◆ YOUR ASSIGNMENT ◆
Show the lines below that contain the string "Pixel".
#### DATA FOR ANALYSIS
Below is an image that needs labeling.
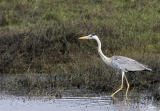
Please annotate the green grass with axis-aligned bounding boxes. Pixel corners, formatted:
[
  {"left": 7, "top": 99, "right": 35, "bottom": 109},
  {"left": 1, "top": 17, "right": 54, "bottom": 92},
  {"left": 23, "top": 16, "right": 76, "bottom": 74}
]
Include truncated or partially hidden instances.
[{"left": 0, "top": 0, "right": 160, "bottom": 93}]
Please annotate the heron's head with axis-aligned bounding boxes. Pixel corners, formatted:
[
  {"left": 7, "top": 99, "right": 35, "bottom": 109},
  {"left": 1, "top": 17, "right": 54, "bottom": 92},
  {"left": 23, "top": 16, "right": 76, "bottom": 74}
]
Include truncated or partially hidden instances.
########
#### DATA FOR ANALYSIS
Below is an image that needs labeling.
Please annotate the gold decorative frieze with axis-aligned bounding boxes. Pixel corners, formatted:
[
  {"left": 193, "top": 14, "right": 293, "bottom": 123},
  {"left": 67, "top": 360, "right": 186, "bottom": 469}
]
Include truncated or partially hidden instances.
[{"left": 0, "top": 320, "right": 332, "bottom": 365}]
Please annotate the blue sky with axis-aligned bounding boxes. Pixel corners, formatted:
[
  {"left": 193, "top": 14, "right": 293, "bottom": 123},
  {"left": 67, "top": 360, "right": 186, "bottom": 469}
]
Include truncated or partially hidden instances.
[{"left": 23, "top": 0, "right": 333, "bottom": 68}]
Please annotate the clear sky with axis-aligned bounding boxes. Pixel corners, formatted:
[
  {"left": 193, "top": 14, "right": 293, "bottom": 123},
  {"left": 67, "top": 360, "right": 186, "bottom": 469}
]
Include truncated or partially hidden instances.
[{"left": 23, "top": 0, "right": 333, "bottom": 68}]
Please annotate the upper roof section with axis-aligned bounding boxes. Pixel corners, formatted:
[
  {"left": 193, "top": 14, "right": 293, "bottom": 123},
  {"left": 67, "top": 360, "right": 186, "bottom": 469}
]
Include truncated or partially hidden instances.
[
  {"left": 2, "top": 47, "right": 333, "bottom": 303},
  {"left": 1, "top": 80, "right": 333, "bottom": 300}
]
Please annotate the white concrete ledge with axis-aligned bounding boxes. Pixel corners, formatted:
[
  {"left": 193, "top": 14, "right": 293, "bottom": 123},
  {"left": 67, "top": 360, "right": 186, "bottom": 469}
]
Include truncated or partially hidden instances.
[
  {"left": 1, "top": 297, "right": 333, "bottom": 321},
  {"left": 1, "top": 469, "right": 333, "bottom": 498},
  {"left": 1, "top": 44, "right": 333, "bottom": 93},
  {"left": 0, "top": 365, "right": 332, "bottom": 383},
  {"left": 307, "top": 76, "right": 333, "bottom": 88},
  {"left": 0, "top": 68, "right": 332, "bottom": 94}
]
########
◆ ANSWER SPACE ◆
Please annotate the green grass with axis-aligned bounding boxes. Pixel corners, formatted:
Please annotate the heron's head with axis-aligned bounding boxes. Pixel corners, formatted:
Please annotate the gold decorative frieze with axis-aligned bounding boxes. Pixel corners, formatted:
Please annotate the blue sky with axis-aligned bounding boxes. Pixel corners, formatted:
Please annotate the clear sky with axis-aligned bounding boxes. Pixel corners, formatted:
Please annotate the upper roof section with axis-aligned bounding boxes. Pixel corners, formatted:
Please annotate the white concrete ledge with axis-aligned bounding boxes. Pixel corners, formatted:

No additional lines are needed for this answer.